Written exercise: Please print every one of the entries below word for word, leaving out the pictures.

[Entries contained in a dataset]
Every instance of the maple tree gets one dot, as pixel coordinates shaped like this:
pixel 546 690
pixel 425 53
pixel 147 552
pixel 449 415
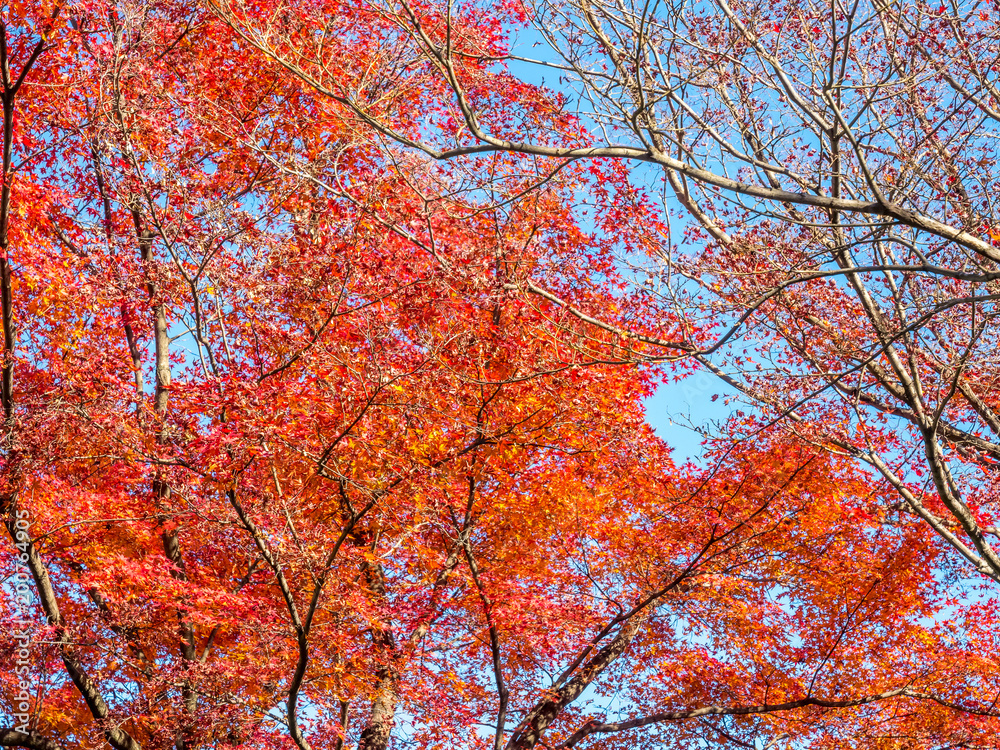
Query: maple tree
pixel 314 441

The result:
Every instance of the maple tree gets one dot, as pixel coordinates shaped like this:
pixel 546 690
pixel 425 53
pixel 147 552
pixel 449 415
Query: maple tree
pixel 314 441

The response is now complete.